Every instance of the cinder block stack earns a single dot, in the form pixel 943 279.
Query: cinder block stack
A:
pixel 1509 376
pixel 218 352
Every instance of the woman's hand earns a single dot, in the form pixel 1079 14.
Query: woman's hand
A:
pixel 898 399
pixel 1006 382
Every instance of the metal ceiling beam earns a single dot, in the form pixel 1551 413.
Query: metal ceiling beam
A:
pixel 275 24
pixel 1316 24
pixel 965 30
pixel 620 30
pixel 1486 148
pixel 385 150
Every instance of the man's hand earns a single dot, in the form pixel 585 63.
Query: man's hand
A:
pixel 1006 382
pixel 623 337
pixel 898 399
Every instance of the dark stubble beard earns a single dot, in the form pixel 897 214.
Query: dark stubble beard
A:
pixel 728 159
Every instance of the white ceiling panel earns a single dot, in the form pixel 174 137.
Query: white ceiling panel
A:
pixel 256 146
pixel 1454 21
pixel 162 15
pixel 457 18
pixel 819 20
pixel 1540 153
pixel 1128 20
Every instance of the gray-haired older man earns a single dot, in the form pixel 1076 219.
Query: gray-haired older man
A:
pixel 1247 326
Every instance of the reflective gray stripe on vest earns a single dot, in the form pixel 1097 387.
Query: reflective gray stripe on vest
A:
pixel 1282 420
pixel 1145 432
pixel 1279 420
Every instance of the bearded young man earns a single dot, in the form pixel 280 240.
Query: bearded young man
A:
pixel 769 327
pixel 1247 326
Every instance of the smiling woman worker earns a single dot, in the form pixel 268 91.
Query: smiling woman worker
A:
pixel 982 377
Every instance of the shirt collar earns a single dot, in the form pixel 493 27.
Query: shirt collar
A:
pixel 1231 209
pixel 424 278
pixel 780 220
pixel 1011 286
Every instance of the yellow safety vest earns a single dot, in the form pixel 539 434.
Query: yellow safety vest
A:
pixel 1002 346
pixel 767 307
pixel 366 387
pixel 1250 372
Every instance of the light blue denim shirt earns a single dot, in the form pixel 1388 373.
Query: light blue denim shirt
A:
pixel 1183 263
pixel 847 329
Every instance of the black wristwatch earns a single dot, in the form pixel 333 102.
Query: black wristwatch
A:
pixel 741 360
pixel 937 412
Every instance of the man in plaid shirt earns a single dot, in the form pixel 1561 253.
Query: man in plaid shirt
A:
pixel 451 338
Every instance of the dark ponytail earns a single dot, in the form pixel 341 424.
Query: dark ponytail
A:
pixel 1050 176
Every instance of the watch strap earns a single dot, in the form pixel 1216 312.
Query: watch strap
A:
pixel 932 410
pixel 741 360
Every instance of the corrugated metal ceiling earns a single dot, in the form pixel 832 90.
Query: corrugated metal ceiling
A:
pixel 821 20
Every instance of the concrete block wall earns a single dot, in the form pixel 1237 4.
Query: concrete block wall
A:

▸ Work instructions:
Reproduce the part of the records that opens with the line containing "Every instance of the reflective" and closes with the line containing "pixel 1279 420", swapping "gray stripe" for "silver stripe" and leaving everything else unchanged.

▸ Answer for this exercise:
Every instance of the reflective silver stripe on vest earns a single dot, in the form pixel 1097 387.
Query: reflective silver stripe on vest
A:
pixel 1282 420
pixel 1145 432
pixel 1279 420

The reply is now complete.